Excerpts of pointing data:
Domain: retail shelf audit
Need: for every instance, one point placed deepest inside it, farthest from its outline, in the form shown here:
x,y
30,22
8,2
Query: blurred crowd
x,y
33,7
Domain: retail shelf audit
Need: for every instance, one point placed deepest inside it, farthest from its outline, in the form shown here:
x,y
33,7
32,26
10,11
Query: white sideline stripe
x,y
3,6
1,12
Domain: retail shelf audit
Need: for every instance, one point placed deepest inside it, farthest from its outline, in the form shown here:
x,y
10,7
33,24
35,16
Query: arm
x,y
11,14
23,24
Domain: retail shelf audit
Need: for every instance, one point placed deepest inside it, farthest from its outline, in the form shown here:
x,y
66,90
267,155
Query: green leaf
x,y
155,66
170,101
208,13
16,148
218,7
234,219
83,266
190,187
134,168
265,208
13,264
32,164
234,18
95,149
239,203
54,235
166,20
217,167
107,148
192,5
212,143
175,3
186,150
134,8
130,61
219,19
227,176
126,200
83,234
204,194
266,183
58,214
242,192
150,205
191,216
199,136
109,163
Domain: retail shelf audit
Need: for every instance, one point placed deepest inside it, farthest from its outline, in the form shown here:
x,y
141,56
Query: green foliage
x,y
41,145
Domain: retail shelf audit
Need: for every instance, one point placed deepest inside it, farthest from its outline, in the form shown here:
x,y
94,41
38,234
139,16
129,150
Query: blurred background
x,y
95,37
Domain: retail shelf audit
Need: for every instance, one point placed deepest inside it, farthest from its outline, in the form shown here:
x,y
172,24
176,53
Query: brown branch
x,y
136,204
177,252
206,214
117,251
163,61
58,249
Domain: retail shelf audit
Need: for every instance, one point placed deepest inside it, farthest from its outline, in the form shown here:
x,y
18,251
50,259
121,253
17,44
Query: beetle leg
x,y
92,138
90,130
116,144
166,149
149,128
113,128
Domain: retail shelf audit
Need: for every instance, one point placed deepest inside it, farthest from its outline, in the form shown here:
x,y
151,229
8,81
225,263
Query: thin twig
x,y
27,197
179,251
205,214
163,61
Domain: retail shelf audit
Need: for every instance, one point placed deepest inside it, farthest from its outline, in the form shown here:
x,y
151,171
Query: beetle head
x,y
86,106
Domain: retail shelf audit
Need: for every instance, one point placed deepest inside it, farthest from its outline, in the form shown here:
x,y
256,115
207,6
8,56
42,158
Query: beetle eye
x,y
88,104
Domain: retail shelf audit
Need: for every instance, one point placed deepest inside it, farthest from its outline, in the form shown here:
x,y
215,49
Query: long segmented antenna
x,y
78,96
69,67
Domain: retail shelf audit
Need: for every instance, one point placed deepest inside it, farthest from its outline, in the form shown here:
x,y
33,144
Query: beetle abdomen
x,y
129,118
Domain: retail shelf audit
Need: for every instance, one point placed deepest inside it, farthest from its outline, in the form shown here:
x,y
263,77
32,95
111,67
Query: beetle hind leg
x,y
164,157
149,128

WORK TO COMPLETE>
Extract the complete set of records unchanged.

THE REPLY>
Domain: retail shelf audit
Need: for every instance, one point placed deepest inside it, farthest from its outline, in the form shown here:
x,y
30,22
8,2
Query: blurred crowd
x,y
33,7
Domain: retail shelf audit
Need: for every instance, one point placed deepest inside it, farthest from its outline, in the form shown here:
x,y
33,7
32,26
10,11
Query: white sideline stripe
x,y
3,6
1,12
Domain: retail shelf audit
Need: for every instance, one point placed deepest inside it, farthest from its outline, in the form shown here:
x,y
10,7
33,24
35,16
Query: arm
x,y
11,14
23,24
Domain: retail shelf audit
Need: for every instance, one point placed deepest inside it, farthest from its outline, in the form shown here:
x,y
66,90
267,155
Query: green leaf
x,y
155,66
170,101
208,13
16,148
218,7
234,219
83,266
190,187
134,168
265,208
13,264
32,164
234,18
95,149
239,203
54,235
166,20
217,167
107,148
192,5
212,143
175,3
186,150
134,8
130,61
219,19
227,176
126,200
83,234
204,194
266,183
58,214
242,192
150,205
191,216
199,136
109,163
Domain: retail shelf audit
Need: for every instance, one point placed deepest inside it, farthest from its outline, in the form shown here:
x,y
141,56
Query: green foliage
x,y
41,145
Domain: retail shelf audit
Need: for every instance, one point placed deepest inside it, farthest from its outline, in the form shown here:
x,y
94,41
38,234
139,16
129,150
Query: blurred background
x,y
95,37
Domain: retail shelf audit
Need: for every instance, one point placed deepest inside it, farthest from its outline, in the form shown here:
x,y
172,24
176,53
Query: brown branch
x,y
136,204
177,252
206,214
117,251
163,61
58,249
Domain: retail shelf audit
Need: for every instance, one point placed deepest inside it, farthest from its outline, in the form shown here:
x,y
18,251
50,259
121,253
17,44
Query: beetle leg
x,y
92,138
90,130
116,144
166,149
149,128
113,128
Domain: retail shelf audit
Need: for every instance, one point placed deepest inside it, farthest from its outline, in the form shown here:
x,y
151,229
8,81
225,263
Query: thin twig
x,y
27,197
179,251
205,214
163,61
Domain: retail shelf audit
Need: for every instance, one point placed deepest inside it, farthest from its outline, in the form shown here:
x,y
151,171
Query: beetle head
x,y
86,106
Domain: retail shelf audit
Need: for every instance, one point placed deepest inside it, farthest from its outline, in the form shown here:
x,y
256,115
207,6
8,56
42,158
Query: beetle eye
x,y
88,104
Domain: retail shelf audit
Need: for every instance, one point placed deepest inside it, farthest from its outline, in the form shown here:
x,y
215,49
Query: long segmented antenna
x,y
78,96
69,67
Domain: retail shelf audit
Need: for every instance, one point placed deepest inside it, farthest from its outline, in the form shown here:
x,y
33,144
Query: beetle abdomen
x,y
129,118
Domain: retail shelf audit
Need: for every instance, one point placed deepest inside it, farthest from its outline, in the form shown here:
x,y
263,77
32,95
111,67
Query: beetle hind leg
x,y
164,157
149,128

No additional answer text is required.